From: Paul B. Andersen on

Sue... skrev:
> Paul B. Andersen wrote:
> > sue jahn skrev:
> > > "Paul B. Andersen" <paul.b.andersen(a)deletethishia.no> wrote in message news:dclsna$41n$1(a)dolly.uninett.no...
> > > > sue jahn wrote:
> > > > > You are of course welcome to advance an opinion
> > > > > about how an axel should behave if it were repeating
> > > > > a geosynchronous clock to the ground or if it were
> > > > > repeating a ground clock to a geosynchronous satellite.
> > > > > Neither you nor Bz seem able to interpret what Einstein's
> > > > > relativity say's the shaft should do.
> > > >
> > > > Why do you think I should have any problem with this?
> > > > This is yet another old non paradox.
> > > >
> > > > Let there be a clock A on the ground at equator.
> > > > Let there be a clock B in geostationary orbit.
> > > > Let both clocks be on the same radius.
> > > >
> > > > Let A measure the proper duration of one Earth rotation to be T.
> > > > Then, as you now know and have accepted is experimentally
> > > > verified for clocks in GPS orbit, B will measure the proper
> > > > duration of one Earth rotation to be longer, T + delta_T.

Task objective —
Copy the relativity thread from "From: Paul B." to "a geosynchronous satellite.", changing "geosynchronous" to "geostationary". Rely on the thread alone.

Recorded information —

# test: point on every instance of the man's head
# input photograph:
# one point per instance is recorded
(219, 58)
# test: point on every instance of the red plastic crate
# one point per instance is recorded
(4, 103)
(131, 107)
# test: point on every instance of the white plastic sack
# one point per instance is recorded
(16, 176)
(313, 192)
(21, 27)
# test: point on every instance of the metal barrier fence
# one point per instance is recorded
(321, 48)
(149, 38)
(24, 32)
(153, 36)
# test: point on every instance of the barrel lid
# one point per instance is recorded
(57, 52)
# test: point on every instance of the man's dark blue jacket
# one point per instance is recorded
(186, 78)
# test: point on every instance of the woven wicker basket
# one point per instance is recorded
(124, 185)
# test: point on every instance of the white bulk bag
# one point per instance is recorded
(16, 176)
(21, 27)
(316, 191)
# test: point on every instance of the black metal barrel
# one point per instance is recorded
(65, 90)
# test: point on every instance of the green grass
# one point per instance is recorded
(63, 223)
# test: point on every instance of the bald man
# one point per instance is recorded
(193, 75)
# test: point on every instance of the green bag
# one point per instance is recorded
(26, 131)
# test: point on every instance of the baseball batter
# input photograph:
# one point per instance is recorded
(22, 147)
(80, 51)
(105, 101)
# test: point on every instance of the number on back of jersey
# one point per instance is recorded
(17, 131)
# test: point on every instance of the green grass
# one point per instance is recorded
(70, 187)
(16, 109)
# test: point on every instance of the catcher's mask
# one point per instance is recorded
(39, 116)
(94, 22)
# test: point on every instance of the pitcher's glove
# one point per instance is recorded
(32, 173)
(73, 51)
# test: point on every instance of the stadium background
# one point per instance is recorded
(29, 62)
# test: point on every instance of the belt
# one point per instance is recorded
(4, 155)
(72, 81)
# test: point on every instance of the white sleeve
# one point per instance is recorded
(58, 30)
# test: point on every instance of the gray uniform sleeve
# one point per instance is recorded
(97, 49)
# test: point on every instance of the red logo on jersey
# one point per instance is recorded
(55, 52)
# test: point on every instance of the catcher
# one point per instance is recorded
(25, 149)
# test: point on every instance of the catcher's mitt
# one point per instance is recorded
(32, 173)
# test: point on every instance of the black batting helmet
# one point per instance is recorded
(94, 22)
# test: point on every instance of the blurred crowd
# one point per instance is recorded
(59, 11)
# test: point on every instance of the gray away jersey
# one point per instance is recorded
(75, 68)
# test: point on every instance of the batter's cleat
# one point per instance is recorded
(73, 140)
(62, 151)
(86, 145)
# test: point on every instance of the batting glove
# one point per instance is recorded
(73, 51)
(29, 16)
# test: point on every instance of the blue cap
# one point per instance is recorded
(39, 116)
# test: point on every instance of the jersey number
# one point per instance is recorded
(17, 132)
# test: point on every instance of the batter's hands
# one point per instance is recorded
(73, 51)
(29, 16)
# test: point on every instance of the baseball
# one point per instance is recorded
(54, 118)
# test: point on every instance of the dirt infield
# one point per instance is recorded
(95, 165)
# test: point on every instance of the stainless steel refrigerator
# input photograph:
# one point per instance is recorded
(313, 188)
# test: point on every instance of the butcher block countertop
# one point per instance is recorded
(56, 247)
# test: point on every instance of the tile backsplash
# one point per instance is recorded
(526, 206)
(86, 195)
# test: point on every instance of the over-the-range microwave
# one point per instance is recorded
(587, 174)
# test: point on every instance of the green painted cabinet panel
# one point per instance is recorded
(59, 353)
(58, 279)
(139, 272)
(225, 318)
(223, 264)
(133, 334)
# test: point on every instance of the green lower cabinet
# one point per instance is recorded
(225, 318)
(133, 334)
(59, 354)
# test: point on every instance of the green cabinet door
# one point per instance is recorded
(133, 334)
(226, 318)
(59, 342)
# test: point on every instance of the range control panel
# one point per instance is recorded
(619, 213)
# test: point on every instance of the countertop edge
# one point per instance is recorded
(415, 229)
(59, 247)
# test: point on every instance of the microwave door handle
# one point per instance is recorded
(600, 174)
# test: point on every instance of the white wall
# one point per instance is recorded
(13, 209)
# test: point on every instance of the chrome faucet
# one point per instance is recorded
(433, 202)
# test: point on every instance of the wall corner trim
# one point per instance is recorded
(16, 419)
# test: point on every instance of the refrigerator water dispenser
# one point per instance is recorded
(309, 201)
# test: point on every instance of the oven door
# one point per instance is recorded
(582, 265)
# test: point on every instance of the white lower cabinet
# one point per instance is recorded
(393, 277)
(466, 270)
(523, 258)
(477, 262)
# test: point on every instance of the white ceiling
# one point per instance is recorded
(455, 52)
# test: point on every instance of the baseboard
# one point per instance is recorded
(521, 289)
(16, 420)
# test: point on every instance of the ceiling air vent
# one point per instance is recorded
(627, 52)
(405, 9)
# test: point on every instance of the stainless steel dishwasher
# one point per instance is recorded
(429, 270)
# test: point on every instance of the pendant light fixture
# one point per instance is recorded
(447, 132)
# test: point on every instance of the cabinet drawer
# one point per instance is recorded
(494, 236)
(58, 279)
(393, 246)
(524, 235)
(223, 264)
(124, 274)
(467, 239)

Problem solution —
From: Paul B. Andersen on

Sue... skrev:
> Paul B. Andersen wrote:
> > sue jahn skrev:
> > > "Paul B. Andersen" <paul.b.andersen(a)deletethishia.no> wrote in message news:dclsna$41n$1(a)dolly.uninett.no...
> > > > sue jahn wrote:
> > > > > You are of course welcome to advance an opinion
> > > > > about how an axel should behave if it were repeating
> > > > > a geostationary clock to the ground or if it were
> > > > > repeating a ground clock to a geostationary satellite.